#### [EXERCISE]
Please set down the lines of the listing exactly, from its first line to the line with "292L544 306L535 303L531", leaving the pictures out.

*** Opening EXTRACTED MATERIAL ***

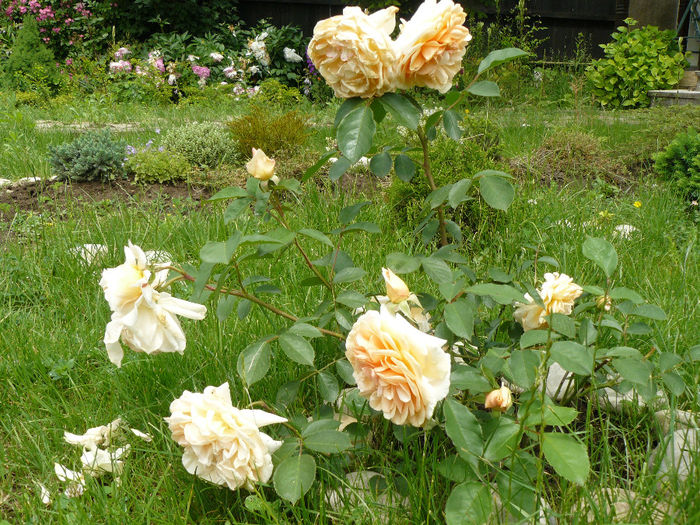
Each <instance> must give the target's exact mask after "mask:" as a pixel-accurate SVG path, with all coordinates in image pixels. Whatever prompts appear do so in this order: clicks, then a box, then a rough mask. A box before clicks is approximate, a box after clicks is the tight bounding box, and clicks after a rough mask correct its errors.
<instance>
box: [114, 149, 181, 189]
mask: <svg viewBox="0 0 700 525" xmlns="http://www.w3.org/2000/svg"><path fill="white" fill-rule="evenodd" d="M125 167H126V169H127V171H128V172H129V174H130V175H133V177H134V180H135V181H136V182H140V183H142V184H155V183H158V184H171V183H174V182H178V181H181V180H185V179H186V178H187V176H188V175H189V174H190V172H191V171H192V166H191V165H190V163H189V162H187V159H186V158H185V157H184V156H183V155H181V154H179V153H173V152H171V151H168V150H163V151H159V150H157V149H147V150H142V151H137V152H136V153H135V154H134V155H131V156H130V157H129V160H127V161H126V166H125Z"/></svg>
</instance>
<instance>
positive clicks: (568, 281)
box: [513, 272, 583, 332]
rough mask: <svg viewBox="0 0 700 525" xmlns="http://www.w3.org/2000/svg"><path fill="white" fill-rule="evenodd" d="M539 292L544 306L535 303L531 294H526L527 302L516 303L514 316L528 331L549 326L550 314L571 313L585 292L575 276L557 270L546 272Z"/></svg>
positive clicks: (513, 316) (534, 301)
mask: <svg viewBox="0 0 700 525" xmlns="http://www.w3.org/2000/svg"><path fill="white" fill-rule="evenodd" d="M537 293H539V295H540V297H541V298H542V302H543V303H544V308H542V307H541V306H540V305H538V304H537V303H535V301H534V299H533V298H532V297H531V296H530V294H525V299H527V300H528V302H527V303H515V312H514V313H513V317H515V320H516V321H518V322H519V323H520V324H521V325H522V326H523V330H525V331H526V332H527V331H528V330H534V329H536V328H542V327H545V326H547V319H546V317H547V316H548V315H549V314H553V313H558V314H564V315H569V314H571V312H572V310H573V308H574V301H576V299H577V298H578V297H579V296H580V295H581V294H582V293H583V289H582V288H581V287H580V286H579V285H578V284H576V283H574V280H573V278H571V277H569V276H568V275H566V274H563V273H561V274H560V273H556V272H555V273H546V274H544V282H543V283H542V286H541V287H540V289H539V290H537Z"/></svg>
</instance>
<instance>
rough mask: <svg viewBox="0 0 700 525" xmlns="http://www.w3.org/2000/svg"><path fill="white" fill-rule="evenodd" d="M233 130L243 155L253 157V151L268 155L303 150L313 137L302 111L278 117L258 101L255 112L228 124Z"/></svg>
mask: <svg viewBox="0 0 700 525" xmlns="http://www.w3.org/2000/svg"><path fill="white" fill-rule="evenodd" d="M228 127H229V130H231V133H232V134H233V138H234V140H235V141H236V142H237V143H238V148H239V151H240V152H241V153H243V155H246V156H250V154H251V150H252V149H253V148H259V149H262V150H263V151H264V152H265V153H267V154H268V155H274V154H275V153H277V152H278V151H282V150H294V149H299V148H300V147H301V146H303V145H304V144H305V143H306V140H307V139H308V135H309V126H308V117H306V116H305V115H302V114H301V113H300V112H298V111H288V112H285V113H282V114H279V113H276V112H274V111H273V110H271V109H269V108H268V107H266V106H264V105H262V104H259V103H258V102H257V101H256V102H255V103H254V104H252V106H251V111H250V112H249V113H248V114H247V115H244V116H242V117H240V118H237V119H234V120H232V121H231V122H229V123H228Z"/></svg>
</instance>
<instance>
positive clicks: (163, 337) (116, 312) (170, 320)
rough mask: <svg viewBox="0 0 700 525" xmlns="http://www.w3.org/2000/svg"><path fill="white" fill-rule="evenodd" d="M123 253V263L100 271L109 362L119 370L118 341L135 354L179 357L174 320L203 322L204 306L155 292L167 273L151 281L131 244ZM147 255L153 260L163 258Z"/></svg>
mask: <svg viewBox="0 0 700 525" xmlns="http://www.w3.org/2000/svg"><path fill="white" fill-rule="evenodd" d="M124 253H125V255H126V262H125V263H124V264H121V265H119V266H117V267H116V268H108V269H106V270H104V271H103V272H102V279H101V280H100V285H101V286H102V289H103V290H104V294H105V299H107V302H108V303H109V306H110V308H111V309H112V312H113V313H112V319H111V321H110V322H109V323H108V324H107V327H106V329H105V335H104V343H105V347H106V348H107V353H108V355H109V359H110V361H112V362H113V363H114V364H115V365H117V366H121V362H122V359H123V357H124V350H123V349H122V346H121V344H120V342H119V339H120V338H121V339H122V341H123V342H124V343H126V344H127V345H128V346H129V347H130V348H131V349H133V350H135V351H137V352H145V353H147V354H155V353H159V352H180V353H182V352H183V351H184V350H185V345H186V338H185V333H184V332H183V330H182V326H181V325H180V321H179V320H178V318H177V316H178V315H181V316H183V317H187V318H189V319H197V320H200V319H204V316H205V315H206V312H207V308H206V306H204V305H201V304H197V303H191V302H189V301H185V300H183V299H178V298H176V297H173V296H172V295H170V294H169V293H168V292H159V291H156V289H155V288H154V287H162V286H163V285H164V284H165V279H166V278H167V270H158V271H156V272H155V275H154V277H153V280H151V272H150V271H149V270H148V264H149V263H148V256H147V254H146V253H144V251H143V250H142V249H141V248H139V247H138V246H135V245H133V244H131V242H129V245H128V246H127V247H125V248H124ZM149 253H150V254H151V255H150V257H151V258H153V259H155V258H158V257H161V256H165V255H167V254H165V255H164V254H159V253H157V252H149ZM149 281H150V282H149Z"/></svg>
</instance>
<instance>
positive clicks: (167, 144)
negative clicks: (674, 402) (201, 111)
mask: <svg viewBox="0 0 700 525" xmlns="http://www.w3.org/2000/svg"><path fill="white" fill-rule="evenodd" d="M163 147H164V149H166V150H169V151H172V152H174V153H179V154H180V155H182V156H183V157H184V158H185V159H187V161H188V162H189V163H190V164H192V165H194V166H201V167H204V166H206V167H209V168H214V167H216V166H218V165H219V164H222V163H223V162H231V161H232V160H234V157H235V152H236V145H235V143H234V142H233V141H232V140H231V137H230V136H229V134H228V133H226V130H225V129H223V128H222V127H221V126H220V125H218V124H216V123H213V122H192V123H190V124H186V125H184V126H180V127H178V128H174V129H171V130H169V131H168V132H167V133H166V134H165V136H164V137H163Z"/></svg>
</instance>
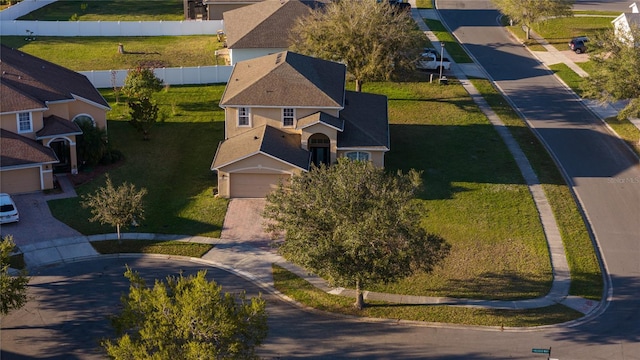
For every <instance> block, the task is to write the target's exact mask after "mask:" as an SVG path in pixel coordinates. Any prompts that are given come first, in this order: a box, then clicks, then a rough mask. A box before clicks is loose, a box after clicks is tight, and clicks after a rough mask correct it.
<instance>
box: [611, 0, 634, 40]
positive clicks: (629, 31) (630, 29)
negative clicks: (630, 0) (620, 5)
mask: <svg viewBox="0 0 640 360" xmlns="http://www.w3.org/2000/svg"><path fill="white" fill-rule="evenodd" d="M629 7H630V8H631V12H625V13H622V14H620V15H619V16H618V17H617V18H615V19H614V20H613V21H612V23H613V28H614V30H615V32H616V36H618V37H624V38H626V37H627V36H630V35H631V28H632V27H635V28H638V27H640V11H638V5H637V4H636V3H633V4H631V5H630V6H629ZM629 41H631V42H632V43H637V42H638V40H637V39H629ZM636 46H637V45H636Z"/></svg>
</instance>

*** Closing EXTRACTED MATERIAL ***

#### [ANSWER BELOW]
Each <instance> must give the target's exact mask after "mask:" as a pixel-accurate SVG path, with all coordinates in image pixels. Whatever prompts appear do so in this order: clicks, then a box, then a rough mask. A box before clicks is approximate, a box after clicks is the tight bounding box, and clicks after a rough mask correct its errors.
<instance>
box: [114, 149, 181, 189]
mask: <svg viewBox="0 0 700 525" xmlns="http://www.w3.org/2000/svg"><path fill="white" fill-rule="evenodd" d="M125 167H126V169H127V171H128V172H129V174H130V175H133V177H134V180H135V181H136V182H140V183H142V184H155V183H158V184H171V183H174V182H178V181H181V180H185V179H186V178H187V176H188V175H189V174H190V172H191V171H192V166H191V165H190V163H189V162H187V159H186V158H185V157H184V156H183V155H181V154H179V153H173V152H171V151H168V150H163V151H159V150H157V149H147V150H142V151H137V152H136V153H135V154H134V155H131V156H130V157H129V160H127V161H126V166H125Z"/></svg>
</instance>
<instance>
positive clicks: (568, 281)
box: [513, 272, 583, 332]
rough mask: <svg viewBox="0 0 700 525" xmlns="http://www.w3.org/2000/svg"><path fill="white" fill-rule="evenodd" d="M539 292L544 306L535 303L531 294H526L527 302L516 303L514 316L528 331L549 326L550 314L571 313L585 292L575 276L557 270L546 272Z"/></svg>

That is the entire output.